## Document passage
----

2

I am using the below code to return a string from all TEXT items within a .dxf

    for i in m_space.query('TEXT'):
        return(str(i.dxf.text))

This is working well so I would like to do the same for all MTEXT items. From reading the docs I have put together the below;

    for i in m_space.query('MTEXT'):
        return(str(i.text))

But the output seems to include some additional data. I could use some regex to get the text I need but would like to know if there is a better way built into ezdxf

>>>   '{\\Fsimplex|c0;TEXT THAT I WANT}'
ajcnzd
  • 53
  • 4

1 Answers1

3

The additional information that you are seeing within the MText content is MText formatting codes.

----

## Supplied records
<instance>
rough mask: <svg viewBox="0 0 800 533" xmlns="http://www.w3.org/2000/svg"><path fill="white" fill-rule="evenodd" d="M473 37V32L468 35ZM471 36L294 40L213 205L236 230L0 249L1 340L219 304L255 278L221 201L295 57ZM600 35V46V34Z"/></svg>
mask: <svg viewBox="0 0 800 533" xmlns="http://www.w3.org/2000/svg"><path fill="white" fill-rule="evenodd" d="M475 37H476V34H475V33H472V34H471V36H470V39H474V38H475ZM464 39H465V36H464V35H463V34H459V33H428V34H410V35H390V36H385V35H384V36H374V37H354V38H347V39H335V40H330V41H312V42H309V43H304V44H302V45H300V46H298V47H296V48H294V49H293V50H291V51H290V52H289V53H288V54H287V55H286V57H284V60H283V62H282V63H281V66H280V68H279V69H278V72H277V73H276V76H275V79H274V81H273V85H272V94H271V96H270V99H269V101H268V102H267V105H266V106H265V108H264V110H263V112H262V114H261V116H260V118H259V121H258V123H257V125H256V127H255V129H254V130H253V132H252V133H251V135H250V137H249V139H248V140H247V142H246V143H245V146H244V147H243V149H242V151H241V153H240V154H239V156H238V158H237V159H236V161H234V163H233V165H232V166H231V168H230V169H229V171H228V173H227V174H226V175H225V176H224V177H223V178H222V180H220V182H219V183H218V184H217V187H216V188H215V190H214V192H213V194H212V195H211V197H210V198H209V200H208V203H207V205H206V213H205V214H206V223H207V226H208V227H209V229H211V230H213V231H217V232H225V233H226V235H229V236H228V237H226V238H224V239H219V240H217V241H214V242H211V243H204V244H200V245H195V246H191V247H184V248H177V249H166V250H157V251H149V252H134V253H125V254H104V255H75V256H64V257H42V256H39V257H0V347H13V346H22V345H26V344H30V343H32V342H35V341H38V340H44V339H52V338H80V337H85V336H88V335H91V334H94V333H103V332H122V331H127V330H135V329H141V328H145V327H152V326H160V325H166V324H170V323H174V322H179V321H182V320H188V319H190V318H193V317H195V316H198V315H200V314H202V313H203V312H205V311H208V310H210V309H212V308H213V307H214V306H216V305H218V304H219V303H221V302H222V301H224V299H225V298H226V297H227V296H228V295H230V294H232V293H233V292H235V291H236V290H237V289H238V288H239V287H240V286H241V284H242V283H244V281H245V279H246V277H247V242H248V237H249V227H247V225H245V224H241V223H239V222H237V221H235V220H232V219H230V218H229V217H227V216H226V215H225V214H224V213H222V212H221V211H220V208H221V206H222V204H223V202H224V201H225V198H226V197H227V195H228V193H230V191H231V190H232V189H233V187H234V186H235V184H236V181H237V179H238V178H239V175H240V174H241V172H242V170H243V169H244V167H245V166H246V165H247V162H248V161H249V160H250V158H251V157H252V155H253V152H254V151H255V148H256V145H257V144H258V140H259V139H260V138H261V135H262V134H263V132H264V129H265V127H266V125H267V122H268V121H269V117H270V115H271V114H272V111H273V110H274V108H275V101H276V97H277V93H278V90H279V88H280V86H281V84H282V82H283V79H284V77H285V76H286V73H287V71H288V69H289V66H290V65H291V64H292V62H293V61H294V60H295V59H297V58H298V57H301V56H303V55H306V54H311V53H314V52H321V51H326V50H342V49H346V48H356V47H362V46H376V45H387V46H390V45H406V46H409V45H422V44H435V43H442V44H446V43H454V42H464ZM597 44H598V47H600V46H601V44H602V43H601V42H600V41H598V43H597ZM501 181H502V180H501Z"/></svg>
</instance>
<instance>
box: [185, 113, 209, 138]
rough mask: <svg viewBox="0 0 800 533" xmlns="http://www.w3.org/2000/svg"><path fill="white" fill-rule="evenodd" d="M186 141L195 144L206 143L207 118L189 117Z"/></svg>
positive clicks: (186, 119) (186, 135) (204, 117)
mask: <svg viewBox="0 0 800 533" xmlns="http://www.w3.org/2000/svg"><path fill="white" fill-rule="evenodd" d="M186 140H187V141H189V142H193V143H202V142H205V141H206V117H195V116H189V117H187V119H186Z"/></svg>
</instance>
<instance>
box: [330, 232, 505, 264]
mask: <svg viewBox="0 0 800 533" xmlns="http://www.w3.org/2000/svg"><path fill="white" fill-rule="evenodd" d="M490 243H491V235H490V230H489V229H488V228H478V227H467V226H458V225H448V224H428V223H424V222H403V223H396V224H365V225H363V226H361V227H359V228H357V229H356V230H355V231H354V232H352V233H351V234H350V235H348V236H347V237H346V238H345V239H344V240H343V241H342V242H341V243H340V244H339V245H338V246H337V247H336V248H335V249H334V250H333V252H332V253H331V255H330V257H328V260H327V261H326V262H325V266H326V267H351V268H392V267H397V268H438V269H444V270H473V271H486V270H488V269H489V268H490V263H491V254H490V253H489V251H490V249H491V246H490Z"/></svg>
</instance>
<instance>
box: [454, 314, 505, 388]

----

## Problems to work on
**1)** From the ezdxf thread above, list every line of Python code it shows, in order.
**2)** Go on with the ezdxf MTEXT thread from where it stops.

## Responses by task
**1)**
for i in m_space.query('TEXT'):
return(str(i.dxf.text))
for i in m_space.query('MTEXT'):
return(str(i.text))

**2)**
When formatting overrides are applied through the MText editor (as opposed to being applied to the Text Style referenced by the MText object), the formatting is encoded using formatting codes embedded within the text content. Such formatting codes are not visible in AutoCAD, but are used to appropriately render the various sections of the text content enclosed by the code - in your case, the formatting code:

{\\Fsimplex|c0;TEXT THAT I WANT}

Results in the string TEXT THAT I WANT being displayed using the simplex font.

As far as I'm aware, does not include methods which will allow you obtain the text content with all formatting codes removed, but upon obtaining the content using the text property, you can then use Regular Expressions to remove such codes.

To offer an existing example, I've previously developed the following AutoLISP function which uses Regular Expressions to remove all formatting codes, but there are likely other ways to phrase the RegEx patterns and obtain the same result:

;; Quick Unformat  -  Lee Mac
;; Returns a string with all MText formatting codes removed.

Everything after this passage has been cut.